→ TEXT PROVIDED:
++++++++++
In the evening of day two, the mother was given Syntocinon to stimulate her labour. During the early hours of the next morning, her contractions increased to 6-7 in every 10 minutes. The hospital later admitted in its Root Cause Analysis report that the Syntocinon infusion should have been reduced at that point but instead it was wrongly increased until around 6 am. During that time, the CTG recorded reduced variability and an increasing baseline of the fetal heart rate. CXO's contractions increased to 9 in every 10 minutes but the labour did not progress well and the mother's contractions then stopped.
The abnormal changes on the CTG were eventually recognised and Syntocinon was halted. A decision was then made to prepare the mother for an emergency caesarean section due to fetal distress.
The delivery was complicated by the position of HXO's head. Three obstetricians attempted delivery using forceps which caused further delays. HXO was eventually born in very poor condition and was admitted to the neonatal Intensive Care Unit. While being treated in the ICU, HXO suffered a subgaleal haemorrhage but further failures and delays in his care meant he did not receive a blood transfusion for a further two hours.
++++++++++
→ DATA FOR REVIEW:
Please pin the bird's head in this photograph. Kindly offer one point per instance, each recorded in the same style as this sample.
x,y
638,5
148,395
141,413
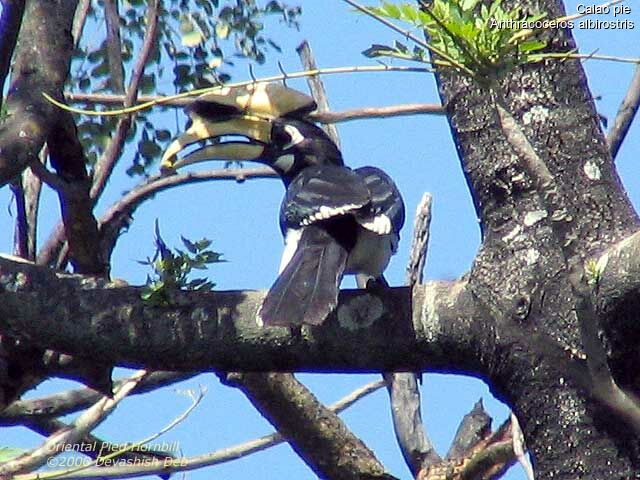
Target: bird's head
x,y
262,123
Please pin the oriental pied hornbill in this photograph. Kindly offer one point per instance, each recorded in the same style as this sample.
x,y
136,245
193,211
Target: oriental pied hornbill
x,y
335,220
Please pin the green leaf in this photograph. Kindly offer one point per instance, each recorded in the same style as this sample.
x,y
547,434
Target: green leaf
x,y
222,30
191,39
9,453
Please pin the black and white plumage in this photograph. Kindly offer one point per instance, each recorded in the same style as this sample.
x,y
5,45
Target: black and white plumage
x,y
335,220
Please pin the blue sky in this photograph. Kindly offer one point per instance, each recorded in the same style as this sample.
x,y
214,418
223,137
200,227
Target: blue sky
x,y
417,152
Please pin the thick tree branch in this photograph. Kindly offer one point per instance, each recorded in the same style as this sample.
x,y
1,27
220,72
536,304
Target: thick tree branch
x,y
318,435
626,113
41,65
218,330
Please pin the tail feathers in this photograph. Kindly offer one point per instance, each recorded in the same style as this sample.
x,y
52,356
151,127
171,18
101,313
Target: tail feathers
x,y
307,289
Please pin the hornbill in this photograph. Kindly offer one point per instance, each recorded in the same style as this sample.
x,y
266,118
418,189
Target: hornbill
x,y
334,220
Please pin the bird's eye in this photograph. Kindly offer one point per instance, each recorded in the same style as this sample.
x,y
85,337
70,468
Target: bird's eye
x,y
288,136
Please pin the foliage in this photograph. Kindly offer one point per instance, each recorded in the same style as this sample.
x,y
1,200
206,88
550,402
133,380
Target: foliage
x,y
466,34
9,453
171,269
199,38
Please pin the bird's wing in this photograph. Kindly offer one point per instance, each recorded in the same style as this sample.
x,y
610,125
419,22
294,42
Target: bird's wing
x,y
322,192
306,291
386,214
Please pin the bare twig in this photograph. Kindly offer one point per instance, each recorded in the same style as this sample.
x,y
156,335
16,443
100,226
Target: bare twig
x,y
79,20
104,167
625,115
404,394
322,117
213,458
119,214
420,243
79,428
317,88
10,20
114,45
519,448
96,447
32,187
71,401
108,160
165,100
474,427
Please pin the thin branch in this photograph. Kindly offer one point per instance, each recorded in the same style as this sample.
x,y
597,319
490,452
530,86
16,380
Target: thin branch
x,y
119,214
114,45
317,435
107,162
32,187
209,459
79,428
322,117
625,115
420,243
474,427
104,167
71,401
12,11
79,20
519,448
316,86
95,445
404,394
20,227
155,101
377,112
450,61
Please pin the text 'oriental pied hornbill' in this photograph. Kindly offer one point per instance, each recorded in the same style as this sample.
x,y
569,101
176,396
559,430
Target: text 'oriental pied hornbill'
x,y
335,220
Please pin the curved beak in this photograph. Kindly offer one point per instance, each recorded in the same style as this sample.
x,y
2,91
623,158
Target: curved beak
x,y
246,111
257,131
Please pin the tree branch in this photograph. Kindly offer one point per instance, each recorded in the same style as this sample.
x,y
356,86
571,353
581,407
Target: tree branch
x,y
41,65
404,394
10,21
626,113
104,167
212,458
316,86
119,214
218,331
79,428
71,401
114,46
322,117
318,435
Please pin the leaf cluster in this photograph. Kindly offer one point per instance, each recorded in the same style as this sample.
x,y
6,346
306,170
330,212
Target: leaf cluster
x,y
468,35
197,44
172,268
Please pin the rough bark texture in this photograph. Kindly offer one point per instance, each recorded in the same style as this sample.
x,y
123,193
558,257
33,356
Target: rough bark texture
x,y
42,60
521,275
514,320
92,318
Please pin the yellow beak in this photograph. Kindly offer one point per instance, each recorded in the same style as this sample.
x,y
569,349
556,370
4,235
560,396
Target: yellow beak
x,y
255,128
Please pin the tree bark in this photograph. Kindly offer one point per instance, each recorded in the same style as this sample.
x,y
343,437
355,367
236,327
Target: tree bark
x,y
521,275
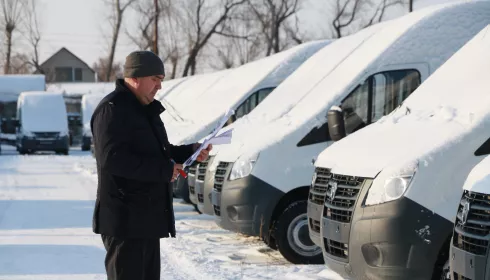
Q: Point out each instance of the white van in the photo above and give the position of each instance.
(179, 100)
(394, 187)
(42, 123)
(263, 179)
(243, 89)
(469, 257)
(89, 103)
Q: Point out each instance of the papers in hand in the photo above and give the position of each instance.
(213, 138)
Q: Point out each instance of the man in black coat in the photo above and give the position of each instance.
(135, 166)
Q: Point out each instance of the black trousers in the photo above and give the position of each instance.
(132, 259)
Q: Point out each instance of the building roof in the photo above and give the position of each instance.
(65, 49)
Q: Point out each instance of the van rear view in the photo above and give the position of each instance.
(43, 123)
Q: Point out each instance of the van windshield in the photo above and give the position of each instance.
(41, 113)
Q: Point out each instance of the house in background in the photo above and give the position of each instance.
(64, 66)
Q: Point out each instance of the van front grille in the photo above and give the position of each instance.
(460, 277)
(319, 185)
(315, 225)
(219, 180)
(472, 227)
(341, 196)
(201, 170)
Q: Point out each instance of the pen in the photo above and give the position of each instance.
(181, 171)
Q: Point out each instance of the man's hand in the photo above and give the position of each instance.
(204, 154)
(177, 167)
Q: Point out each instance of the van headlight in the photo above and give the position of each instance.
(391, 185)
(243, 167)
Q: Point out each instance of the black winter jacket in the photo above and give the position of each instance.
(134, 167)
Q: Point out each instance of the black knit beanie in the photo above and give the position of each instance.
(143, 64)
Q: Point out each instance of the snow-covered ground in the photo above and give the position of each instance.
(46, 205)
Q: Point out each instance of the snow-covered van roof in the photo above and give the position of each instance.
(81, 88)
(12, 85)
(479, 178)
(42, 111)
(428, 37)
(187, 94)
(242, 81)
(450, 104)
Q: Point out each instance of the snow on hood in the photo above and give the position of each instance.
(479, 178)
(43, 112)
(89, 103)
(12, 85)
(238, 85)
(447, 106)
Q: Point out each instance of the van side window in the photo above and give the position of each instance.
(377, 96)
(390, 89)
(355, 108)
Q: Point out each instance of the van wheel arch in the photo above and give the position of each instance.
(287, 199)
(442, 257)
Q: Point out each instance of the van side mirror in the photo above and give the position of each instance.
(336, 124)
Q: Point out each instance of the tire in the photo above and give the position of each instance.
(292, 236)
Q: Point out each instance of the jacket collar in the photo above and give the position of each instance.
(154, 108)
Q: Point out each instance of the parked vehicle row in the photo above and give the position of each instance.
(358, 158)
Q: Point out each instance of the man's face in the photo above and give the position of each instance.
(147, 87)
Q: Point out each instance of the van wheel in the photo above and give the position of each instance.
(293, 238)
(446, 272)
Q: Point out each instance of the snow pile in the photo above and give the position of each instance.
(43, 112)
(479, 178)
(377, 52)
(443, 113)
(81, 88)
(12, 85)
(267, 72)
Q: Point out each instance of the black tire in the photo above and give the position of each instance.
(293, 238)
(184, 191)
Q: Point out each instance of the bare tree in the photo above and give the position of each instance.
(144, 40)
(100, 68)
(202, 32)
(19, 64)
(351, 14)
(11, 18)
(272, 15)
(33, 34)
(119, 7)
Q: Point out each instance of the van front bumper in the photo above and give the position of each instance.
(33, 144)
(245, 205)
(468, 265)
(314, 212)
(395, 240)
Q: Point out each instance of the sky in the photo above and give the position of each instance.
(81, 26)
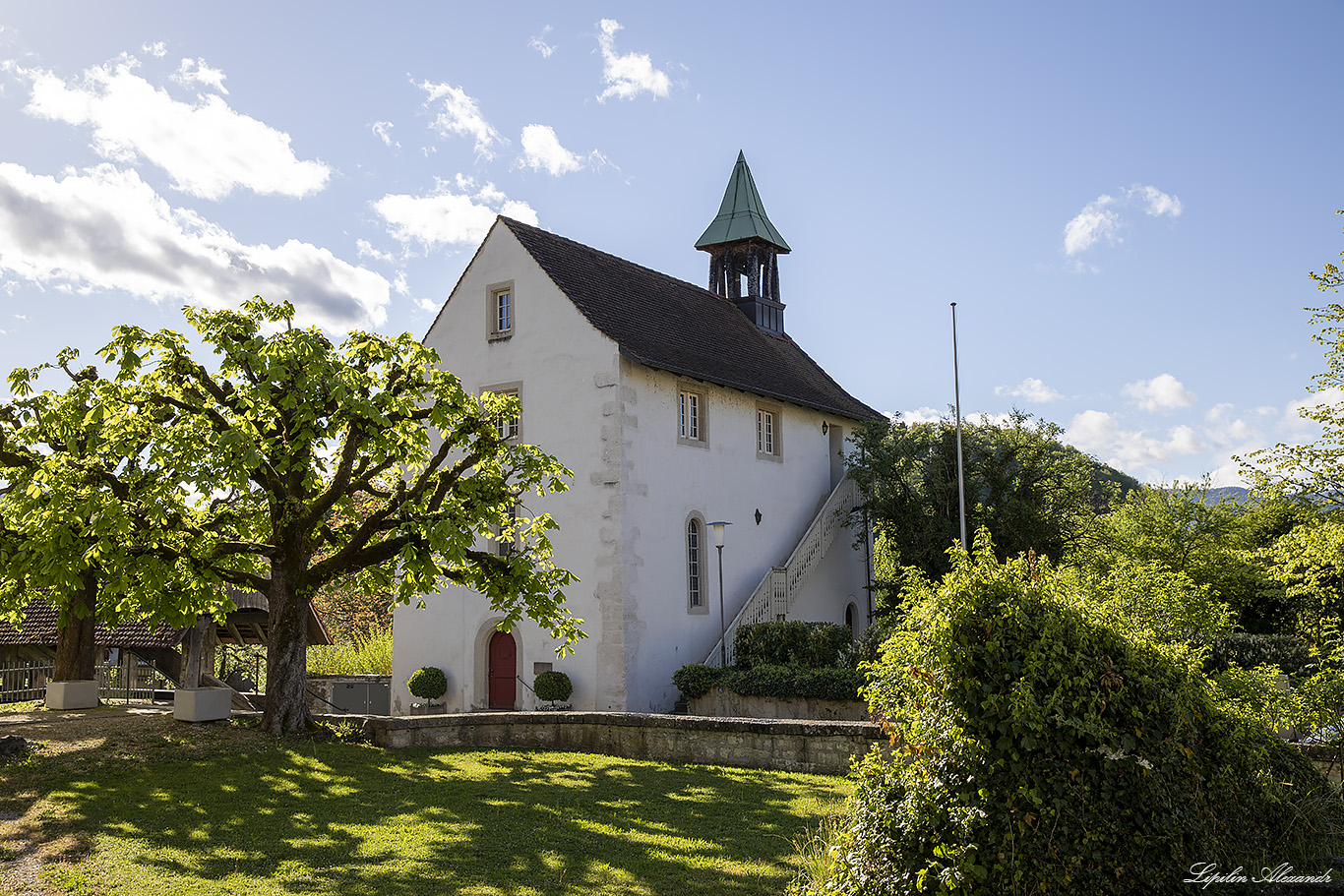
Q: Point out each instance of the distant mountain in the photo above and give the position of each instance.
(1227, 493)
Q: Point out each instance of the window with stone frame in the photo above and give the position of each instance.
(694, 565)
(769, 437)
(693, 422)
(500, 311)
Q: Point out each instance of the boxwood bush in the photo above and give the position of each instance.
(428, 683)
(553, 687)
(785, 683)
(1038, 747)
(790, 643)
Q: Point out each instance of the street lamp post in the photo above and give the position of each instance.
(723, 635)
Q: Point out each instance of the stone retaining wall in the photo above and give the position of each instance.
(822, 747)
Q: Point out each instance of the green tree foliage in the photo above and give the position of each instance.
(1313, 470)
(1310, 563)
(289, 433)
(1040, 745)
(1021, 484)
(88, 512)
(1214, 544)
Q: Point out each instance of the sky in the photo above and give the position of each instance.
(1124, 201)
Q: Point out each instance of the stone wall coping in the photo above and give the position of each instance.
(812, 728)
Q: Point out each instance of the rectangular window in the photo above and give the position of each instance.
++++++++++
→ ASSIGNMENT 1: Please update the stretch of the delivery account from "The abnormal changes" through "further two hours.", putting "doctors" in place of "obstetricians".
→ ASSIGNMENT 2: Write what comes next in the delivery account, picking up right after its final sentence.

→ EXERCISE ANSWER 1:
The abnormal changes on the CTG were eventually recognised and Syntocinon was halted. A decision was then made to prepare the mother for an emergency caesarean section due to fetal distress.
The delivery was complicated by the position of HXO's head. Three doctors attempted delivery using forceps which caused further delays. HXO was eventually born in very poor condition and was admitted to the neonatal Intensive Care Unit. While being treated in the ICU, HXO suffered a subgaleal haemorrhage but further failures and delays in his care meant he did not receive a blood transfusion for a further two hours.

→ EXERCISE ANSWER 2:
An MRI scan confirmed HXO had suffered severe neonatal encephalopathy as a result of prolonged hypoxia around the time of his delivery. He now lives with quadriplegic cerebral palsy, he suffers up to 50 epileptic seizures every day, global developmental delay, severe visual impairment and microcephaly.
CXO remained conscious during her C-section because she had only been given an epidural, so witnessed the shocking events around her son's delivery. In particular, the clear sense of panic from medical staff, the intense pain and the distressing sight of her baby presented to her in a damaged state before being taken to intensive care. She suffered an adjust disorder and required extensive counselling while simultaneously managing life as a new mother.
Mark pursued two claims - the first on behalf of HXO for the irreversible and lifelong brain damage he suffered, particularly that had the Syntocinon infusion not been increased, he would have been delivered more than three hours earlier, avoiding all of his injuries, plus the two-hour delay in providing an essential blood transfusion to treat his subgaleal haemorrhage.
The second claim related to the psychological damage suffered by CXO as a result of witnessing the negligent delivery. Her claim was that she was a secondary victim to the negligence.
Following court proceedings being served, the defendant admitted a breach of duty in increasing the Syntocinon infusion in the early hours but denied that the decision made any difference. The Trust also admitted that the two-hour delay in providing HXO with the crucial blood transfusion made a material contribution to his brain damage.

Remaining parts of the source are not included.